:: Point-per-instance localization data ::

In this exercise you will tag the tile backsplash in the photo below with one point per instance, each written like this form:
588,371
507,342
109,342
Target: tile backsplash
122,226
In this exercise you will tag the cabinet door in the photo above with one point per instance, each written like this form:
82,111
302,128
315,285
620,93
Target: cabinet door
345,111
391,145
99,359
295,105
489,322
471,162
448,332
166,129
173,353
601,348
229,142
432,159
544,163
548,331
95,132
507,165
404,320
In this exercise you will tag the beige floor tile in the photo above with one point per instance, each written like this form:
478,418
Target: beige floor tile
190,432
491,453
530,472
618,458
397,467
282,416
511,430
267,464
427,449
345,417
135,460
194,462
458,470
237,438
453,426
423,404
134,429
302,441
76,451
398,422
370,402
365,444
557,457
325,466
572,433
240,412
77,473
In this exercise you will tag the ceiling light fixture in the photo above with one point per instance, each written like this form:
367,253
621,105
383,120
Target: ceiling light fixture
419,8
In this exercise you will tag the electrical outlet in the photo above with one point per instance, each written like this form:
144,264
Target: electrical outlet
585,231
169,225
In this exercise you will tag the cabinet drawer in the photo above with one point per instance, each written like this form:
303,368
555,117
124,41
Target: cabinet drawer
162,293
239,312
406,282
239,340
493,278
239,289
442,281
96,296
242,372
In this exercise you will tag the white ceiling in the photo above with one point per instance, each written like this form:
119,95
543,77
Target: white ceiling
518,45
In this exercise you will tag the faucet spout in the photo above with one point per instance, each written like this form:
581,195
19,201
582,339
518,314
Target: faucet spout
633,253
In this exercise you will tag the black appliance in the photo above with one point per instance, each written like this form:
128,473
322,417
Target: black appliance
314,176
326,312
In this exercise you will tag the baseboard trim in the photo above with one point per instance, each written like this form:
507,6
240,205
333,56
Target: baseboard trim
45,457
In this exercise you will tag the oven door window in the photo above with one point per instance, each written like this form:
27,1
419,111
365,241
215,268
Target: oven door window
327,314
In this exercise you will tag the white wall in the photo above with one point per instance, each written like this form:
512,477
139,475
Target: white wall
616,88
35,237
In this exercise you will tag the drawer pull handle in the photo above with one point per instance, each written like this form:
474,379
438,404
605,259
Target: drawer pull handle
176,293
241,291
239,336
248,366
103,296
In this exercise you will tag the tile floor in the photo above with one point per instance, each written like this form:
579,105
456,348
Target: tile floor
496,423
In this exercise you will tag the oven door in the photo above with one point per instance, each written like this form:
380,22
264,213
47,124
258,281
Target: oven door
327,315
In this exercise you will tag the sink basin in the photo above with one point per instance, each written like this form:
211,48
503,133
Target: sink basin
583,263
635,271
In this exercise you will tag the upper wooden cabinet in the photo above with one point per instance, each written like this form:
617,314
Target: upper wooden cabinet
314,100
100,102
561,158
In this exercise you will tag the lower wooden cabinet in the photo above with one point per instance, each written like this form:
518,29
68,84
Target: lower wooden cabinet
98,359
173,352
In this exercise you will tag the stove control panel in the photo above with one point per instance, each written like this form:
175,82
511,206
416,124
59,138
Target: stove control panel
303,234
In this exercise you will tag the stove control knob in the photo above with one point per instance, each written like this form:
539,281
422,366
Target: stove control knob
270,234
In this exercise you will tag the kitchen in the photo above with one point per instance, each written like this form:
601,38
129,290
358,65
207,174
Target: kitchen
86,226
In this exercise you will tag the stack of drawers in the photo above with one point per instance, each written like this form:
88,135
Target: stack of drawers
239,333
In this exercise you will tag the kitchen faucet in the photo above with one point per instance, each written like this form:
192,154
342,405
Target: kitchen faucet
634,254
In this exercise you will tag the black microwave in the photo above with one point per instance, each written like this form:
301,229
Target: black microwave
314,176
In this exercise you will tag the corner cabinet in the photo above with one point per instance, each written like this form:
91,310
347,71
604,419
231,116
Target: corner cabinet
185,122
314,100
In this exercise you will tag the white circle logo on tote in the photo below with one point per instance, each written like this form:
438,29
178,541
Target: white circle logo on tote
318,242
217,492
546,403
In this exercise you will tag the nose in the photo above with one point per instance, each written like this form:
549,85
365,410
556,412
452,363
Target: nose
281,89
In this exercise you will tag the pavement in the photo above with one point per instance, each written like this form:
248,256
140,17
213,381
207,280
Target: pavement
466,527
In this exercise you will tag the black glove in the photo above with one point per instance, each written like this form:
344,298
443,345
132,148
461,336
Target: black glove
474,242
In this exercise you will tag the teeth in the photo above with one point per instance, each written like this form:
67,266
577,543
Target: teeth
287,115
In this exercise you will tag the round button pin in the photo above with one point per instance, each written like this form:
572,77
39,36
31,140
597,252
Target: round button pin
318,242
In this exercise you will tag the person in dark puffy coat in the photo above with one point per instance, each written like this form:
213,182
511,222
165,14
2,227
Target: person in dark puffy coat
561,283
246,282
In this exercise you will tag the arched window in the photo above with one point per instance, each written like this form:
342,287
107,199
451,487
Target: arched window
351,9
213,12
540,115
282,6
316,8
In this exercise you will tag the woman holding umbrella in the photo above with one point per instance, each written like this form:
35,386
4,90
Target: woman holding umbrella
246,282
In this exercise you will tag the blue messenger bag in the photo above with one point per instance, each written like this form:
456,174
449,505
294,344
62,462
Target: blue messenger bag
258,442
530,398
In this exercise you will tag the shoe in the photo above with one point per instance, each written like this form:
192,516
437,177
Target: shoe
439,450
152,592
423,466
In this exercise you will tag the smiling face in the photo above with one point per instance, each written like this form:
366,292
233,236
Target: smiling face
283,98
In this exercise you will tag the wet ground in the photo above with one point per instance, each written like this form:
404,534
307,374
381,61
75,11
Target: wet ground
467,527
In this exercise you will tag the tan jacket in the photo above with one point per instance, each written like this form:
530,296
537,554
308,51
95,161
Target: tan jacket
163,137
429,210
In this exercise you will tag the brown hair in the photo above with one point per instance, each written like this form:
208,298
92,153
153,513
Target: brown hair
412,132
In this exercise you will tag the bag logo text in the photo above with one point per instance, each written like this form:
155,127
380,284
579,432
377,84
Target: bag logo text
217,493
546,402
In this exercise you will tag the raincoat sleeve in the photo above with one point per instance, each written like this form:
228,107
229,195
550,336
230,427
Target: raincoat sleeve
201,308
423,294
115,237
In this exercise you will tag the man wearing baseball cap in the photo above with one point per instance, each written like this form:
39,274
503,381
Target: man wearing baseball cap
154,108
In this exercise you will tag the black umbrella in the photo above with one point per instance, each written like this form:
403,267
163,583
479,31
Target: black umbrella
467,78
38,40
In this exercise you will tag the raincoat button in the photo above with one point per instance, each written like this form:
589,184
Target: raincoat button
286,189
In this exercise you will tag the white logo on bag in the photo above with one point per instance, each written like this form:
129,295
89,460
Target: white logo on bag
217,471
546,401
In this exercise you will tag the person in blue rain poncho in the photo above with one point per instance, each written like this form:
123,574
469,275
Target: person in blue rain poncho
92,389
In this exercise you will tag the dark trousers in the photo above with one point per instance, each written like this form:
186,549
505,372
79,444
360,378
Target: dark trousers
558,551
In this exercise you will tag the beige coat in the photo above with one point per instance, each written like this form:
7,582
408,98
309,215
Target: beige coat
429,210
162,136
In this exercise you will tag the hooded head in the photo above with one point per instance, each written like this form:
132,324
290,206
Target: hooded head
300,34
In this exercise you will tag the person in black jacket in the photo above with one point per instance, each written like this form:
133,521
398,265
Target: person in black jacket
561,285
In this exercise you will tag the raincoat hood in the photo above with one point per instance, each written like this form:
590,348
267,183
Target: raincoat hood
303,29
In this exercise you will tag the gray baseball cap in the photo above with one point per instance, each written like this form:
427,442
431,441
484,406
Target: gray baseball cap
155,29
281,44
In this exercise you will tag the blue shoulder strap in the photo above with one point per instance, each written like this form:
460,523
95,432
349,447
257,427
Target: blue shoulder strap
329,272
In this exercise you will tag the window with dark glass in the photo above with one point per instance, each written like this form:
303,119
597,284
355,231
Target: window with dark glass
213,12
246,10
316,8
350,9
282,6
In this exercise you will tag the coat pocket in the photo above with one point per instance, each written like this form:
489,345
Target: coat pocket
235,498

:: WORK ORDER ::
Look for the word "below" in the data, then return every line that contains it.

:: THE COMPLETED TASK ::
In this exercise you will tag the tile backsplash in the photo below with one point per instance, each written like this form:
In this exercise you will tag the white circle logo on tote in the photo below with one point per instance, each written like this form:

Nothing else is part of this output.